* Start Entries *

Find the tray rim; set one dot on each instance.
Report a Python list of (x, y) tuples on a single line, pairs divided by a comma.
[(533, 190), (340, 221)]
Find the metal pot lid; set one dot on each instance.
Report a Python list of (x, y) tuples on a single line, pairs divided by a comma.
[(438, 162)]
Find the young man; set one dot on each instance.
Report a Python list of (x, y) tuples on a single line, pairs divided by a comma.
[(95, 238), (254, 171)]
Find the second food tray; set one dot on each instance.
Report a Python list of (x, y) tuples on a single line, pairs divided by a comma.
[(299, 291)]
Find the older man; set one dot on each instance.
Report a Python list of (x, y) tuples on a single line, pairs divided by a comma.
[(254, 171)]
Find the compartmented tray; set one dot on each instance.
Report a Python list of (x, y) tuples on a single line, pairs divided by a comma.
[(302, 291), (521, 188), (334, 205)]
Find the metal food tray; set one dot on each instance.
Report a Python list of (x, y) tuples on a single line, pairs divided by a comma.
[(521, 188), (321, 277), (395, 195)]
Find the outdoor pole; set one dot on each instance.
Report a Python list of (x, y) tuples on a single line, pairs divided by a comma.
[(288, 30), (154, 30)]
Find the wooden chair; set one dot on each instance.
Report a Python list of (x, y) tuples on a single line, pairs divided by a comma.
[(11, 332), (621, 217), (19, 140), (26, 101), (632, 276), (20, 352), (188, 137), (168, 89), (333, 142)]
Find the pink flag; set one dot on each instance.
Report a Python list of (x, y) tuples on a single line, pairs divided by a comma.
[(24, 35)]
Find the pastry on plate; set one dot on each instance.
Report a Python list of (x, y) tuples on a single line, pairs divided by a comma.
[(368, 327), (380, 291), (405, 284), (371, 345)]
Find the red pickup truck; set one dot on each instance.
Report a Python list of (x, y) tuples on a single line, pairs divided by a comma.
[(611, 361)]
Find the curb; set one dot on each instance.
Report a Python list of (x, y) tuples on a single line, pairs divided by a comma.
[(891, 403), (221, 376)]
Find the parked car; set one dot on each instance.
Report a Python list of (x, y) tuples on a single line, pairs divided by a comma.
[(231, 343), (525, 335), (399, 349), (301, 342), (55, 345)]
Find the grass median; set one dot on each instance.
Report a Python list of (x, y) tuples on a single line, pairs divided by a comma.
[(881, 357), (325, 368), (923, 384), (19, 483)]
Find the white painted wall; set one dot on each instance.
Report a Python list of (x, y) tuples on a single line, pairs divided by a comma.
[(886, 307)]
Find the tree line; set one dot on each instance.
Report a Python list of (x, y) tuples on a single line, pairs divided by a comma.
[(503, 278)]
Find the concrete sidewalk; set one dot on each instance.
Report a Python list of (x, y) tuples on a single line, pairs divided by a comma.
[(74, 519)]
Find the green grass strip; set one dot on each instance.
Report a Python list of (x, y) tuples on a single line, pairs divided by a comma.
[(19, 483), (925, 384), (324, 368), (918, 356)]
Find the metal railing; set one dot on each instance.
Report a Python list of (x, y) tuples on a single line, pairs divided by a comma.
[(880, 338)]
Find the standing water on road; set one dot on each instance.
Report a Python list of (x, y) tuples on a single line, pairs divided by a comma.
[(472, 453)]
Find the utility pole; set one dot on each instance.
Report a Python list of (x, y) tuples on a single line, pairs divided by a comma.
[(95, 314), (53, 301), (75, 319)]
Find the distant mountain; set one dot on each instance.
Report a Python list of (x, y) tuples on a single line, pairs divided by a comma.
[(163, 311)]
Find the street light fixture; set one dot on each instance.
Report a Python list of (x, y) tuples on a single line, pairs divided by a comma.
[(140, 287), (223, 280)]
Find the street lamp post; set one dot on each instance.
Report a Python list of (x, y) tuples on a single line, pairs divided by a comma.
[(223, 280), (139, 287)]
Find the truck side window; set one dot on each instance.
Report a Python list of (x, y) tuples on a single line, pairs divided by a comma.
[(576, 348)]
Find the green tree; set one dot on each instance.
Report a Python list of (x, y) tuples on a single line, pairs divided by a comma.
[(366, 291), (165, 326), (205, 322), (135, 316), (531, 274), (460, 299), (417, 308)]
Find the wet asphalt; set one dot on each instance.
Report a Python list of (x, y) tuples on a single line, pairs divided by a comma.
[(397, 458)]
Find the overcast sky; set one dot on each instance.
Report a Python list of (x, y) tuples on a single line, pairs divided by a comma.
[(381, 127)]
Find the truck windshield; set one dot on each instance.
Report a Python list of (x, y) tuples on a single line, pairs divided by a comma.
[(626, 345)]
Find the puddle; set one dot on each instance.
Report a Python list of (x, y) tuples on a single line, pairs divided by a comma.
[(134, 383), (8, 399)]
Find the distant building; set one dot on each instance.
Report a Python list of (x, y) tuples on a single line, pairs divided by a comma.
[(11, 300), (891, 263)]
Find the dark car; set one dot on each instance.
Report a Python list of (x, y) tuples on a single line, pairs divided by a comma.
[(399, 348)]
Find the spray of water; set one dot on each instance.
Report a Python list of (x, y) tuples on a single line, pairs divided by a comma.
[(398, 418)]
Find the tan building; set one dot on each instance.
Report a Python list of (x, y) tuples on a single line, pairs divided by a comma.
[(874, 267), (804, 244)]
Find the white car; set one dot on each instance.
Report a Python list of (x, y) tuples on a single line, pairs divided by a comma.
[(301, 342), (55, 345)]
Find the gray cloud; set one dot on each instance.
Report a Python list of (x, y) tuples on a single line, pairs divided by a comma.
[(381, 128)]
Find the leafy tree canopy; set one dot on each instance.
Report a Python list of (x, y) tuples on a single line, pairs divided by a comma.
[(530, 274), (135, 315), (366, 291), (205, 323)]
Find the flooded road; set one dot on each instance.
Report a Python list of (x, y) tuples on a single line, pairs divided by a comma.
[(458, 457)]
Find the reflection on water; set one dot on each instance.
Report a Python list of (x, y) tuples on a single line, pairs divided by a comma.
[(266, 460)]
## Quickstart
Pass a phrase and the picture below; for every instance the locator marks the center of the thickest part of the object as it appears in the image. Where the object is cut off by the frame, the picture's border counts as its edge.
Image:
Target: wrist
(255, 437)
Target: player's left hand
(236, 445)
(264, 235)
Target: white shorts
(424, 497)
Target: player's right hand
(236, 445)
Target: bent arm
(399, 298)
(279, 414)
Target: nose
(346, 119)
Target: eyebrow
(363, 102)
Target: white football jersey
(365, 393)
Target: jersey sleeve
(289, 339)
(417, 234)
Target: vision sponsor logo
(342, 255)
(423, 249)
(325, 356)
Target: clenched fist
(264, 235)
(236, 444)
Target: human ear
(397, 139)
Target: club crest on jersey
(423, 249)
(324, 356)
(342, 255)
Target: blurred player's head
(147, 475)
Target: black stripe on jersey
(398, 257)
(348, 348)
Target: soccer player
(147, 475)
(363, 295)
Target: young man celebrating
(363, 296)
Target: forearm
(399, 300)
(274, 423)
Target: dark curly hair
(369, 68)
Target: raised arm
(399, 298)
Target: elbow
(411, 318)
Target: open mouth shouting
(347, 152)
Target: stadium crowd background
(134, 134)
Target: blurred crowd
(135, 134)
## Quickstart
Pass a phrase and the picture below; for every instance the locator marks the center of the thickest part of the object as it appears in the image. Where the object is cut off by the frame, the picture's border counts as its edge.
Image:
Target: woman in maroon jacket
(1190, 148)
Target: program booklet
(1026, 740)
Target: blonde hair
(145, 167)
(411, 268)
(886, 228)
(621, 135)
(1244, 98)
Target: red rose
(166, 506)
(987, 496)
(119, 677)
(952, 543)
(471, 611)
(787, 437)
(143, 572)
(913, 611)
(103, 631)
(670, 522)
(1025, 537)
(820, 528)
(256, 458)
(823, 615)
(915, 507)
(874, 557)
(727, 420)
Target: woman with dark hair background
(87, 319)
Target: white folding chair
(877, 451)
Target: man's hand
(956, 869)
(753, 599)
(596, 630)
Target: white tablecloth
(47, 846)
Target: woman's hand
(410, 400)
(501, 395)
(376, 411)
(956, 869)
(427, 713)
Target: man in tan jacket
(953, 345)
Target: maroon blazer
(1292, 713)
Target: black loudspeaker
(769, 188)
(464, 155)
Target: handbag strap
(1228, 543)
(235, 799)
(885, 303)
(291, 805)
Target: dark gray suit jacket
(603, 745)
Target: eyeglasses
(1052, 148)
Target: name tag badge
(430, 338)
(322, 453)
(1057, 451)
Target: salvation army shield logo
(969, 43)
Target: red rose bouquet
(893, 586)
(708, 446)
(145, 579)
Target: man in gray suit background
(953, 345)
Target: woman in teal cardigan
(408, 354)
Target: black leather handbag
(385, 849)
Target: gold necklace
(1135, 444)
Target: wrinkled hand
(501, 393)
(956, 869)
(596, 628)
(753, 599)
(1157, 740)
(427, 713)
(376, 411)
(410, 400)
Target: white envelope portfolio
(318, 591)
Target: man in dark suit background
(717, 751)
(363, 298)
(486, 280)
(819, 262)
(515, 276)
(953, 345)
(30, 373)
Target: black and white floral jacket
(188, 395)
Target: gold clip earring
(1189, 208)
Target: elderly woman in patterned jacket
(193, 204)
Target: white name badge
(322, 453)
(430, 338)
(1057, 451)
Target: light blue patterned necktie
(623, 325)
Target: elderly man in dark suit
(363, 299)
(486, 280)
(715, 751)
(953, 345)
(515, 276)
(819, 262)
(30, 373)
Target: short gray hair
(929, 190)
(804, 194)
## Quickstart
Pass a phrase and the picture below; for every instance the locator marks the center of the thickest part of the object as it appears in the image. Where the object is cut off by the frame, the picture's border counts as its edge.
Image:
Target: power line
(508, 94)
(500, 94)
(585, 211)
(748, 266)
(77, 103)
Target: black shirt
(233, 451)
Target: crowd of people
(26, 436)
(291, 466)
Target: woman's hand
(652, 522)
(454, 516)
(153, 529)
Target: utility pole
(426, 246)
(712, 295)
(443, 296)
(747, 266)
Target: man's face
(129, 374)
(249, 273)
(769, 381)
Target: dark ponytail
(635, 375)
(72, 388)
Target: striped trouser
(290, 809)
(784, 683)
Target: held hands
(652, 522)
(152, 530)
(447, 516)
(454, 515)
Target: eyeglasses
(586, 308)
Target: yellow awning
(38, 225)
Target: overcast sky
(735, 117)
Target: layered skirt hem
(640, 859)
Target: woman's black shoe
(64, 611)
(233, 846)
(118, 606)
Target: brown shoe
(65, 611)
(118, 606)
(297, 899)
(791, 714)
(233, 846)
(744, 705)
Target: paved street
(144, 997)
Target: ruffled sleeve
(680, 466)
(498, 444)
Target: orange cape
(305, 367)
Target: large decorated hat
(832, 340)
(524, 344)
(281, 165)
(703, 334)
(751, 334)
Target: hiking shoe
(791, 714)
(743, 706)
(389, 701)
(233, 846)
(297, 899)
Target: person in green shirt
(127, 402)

* End Entries *

→ Exercise details
Repeat the items from the line with "Find the spray" to the line with "[(530, 274), (135, 315), (366, 291), (205, 323)]", swapping "gray cloud" for "storm cloud" and leaving everything else unchanged.

→ Final result
Find the spray of water; set one dot on each instance.
Report a Python list of (x, y) tuples on a single line, pairs divided by a comma.
[(398, 418)]
Find the tan building; set one dot on each instance.
Report a Python list of (x, y) tuples on a single line, pairs divided by a comma.
[(874, 267), (804, 244)]
Find the white car; set one dot on each instance.
Report a Python list of (x, y) tuples on a single line, pairs divided by a comma.
[(301, 342), (55, 345)]
Find the storm cloud; set one dot on each instance.
Report a Python list of (x, y) tuples on a single line, pairs divided by a comma.
[(381, 128)]
Find the leafy tree canopy; set one dot on each instance.
Report a Python list of (x, y) tuples on a single line, pairs divided by a comma.
[(530, 274), (135, 315), (366, 291), (205, 323)]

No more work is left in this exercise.